• _Fragmento seleccionado_
──────────
Hoy el nombre de América Latina, cuyo uso se ha impuesto casi de manera universal, sirve para designar a los países ubicados del río Bravo a la Patagonia –también Brasil, las antiguas colonias francesas y los grandes conglomerados indígenas–, y es el que se asocia a la aspiración de conformar en el subcontinente una sola comunidad económica y política, dando cima al legado que proclamaron y defendieron las más grandes personalidades latinoamericanas desde los tiempos de Miranda, Bolívar y Martí. Es con tal sentido que se utiliza en esta Breve historia de América Latina.

La presente obra tiene el propósito de ofrecer una síntesis, desde una perspectiva cubana, de la evolución política, económica y social de América Latina desde la llegada de sus primeros habitantes hasta la actualidad. No pretende referirse a todos los acontecimientos ni tampoco hacer un recuento pormenorizado de la evolución de cada uno de los países latinoamericanos. Por el contrario, se parte de una selección de problemas y hechos relevantes, desde una perspectiva histórica comparada. El libro está concebido para ser leído con facilidad, por lo que no se han incluido largas citas, solo algunas pocas frases imprescindibles, debidamente entrecomilladas, acompañadas de su correspondiente referencia bibliográfica. Por la misma razón se ha omitido el aparato crítico y largas notas aclaratorias al pie de páginas, aunque se ha incorporado al final un listado bibliográfico general.
──────────
• _Líneas proporcionadas_
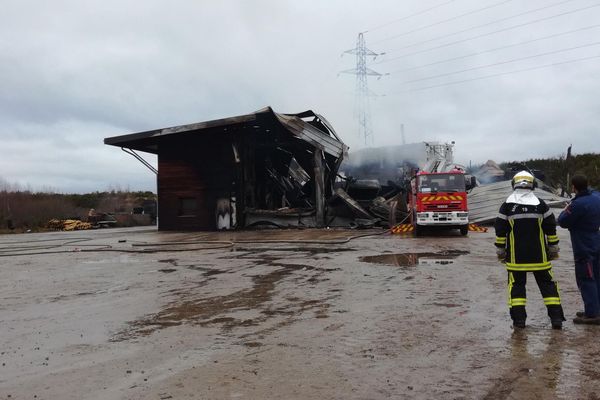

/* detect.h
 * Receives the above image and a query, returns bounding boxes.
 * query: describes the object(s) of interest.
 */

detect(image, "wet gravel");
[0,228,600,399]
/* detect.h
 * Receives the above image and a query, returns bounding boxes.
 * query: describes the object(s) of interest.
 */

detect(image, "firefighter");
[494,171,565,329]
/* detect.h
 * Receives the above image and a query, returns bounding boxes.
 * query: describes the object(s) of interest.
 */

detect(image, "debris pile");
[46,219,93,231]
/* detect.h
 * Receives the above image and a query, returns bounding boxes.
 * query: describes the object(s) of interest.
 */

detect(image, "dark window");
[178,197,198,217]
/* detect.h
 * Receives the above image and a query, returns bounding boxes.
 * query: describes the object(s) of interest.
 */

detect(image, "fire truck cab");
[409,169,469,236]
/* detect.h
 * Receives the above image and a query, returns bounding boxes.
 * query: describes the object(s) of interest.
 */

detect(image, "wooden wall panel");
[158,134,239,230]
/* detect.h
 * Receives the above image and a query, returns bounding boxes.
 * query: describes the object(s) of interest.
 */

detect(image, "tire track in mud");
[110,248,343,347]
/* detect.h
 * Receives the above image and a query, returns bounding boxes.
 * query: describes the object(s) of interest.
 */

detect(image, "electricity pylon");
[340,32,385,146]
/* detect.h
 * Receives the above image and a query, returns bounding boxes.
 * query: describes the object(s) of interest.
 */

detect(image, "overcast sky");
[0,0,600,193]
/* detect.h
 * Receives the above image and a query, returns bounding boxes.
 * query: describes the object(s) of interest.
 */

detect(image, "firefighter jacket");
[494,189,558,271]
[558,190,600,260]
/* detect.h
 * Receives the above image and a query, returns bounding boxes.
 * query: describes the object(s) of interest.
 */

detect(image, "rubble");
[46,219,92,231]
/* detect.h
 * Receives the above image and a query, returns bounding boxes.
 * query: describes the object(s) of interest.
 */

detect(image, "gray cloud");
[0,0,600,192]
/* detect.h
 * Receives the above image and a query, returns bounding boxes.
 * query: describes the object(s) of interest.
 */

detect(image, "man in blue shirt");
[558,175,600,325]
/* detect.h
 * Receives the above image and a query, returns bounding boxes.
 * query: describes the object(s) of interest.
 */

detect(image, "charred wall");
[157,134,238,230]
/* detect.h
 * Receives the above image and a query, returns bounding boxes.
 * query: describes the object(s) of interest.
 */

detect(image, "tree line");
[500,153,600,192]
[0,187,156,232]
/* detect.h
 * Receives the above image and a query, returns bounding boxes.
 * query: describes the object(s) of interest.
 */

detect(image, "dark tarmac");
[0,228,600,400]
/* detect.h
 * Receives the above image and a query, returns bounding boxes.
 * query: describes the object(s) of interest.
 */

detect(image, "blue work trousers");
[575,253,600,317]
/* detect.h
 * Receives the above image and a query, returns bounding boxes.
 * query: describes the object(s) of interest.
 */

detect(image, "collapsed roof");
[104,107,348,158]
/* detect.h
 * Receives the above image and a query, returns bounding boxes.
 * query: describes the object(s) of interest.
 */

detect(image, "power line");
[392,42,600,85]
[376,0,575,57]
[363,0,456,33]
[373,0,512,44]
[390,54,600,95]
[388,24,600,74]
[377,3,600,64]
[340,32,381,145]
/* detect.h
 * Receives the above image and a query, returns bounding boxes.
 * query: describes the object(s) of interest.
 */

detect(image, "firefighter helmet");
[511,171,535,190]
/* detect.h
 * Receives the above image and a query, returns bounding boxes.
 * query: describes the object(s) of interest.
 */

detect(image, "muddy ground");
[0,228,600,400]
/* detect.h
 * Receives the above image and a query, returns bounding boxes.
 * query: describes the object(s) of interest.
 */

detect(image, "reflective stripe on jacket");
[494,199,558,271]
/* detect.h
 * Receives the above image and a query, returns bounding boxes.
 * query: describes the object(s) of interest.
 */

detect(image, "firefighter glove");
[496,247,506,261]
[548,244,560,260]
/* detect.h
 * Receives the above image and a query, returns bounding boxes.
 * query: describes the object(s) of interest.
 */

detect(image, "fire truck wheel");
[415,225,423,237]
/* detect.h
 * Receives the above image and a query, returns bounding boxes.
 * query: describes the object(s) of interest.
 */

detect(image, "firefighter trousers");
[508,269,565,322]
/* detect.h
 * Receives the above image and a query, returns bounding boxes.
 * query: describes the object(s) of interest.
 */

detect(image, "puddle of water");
──────────
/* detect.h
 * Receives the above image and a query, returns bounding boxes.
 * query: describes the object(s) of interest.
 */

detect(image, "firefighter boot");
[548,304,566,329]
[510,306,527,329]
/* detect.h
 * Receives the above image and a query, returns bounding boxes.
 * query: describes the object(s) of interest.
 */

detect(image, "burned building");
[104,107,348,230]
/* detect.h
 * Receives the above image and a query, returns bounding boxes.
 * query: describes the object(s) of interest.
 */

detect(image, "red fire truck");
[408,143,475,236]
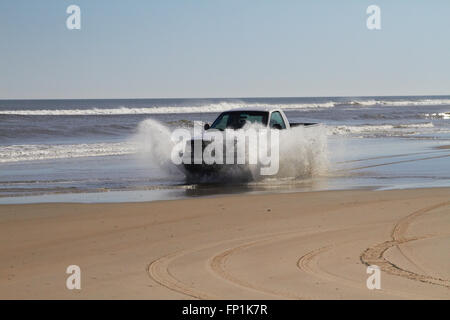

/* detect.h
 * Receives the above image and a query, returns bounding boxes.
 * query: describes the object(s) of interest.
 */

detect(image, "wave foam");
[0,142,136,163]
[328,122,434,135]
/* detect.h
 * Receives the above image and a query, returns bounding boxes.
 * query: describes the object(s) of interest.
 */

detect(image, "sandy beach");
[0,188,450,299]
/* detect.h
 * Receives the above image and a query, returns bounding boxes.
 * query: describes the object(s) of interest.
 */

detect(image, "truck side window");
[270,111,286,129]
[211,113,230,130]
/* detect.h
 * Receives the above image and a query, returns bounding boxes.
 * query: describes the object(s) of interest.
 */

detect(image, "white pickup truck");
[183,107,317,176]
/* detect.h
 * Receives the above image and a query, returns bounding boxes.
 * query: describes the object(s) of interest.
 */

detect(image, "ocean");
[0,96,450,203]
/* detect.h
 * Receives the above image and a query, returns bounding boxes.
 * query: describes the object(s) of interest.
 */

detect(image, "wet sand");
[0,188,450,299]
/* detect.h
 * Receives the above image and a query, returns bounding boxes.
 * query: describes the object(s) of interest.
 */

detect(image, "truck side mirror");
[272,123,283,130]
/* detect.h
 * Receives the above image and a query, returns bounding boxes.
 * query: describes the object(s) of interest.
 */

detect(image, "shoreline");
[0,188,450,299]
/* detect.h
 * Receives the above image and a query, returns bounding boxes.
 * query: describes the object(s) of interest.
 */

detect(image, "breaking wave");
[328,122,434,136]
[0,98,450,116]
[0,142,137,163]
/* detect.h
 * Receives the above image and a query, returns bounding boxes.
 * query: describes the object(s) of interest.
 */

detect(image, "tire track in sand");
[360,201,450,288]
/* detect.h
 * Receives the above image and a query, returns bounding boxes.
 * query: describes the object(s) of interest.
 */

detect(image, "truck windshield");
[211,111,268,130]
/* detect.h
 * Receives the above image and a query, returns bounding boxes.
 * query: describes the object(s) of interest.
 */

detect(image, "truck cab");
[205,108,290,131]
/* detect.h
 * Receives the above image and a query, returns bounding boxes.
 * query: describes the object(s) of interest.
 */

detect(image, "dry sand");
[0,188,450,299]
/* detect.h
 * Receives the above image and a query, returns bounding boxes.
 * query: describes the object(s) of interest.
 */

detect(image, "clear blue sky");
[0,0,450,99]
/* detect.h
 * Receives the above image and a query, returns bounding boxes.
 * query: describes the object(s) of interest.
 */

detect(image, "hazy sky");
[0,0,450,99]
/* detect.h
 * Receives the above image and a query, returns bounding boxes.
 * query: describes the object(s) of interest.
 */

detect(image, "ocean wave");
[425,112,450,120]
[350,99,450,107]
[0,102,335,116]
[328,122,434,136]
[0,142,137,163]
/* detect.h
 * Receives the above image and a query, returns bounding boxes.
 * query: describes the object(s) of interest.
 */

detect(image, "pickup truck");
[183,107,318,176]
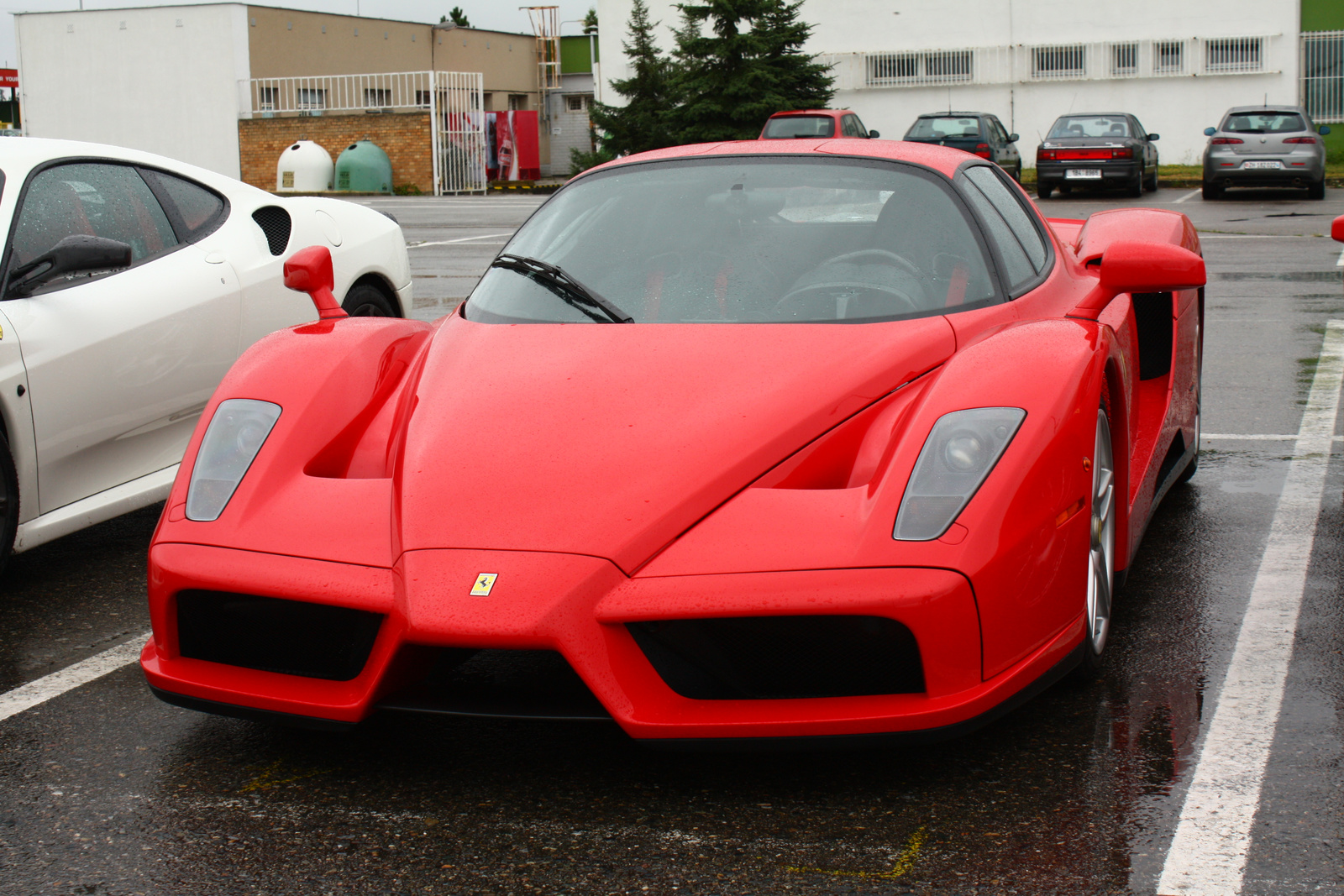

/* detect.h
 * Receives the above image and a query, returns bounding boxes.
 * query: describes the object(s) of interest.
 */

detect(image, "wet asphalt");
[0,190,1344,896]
──────────
• _Lo que se pide_
#1 Según el fragmento seleccionado, ¿qué territorios designa hoy el nombre de América Latina?
#2 Convierte en una lista breve el párrafo del fragmento seleccionado que empieza con «La presente obra tiene el propósito», conservando sus datos principales.

• _Soluciones_
#1 Los países ubicados del río Bravo a la Patagonia, incluidos Brasil, las antiguas colonias francesas y los grandes conglomerados indígenas.

#2
- Ofrece una síntesis, desde una perspectiva cubana, de la evolución política, económica y social de América Latina, desde sus primeros habitantes hasta la actualidad.
- No abarca todos los acontecimientos ni detalla la evolución de cada país latinoamericano.
- Parte de una selección de problemas y hechos relevantes, con una perspectiva histórica comparada.
- Para facilitar la lectura, evita las citas largas y solo incluye unas pocas frases imprescindibles, entrecomilladas y con su referencia bibliográfica.
- Omite el aparato crítico y las notas extensas al pie, pero incorpora al final un listado bibliográfico general.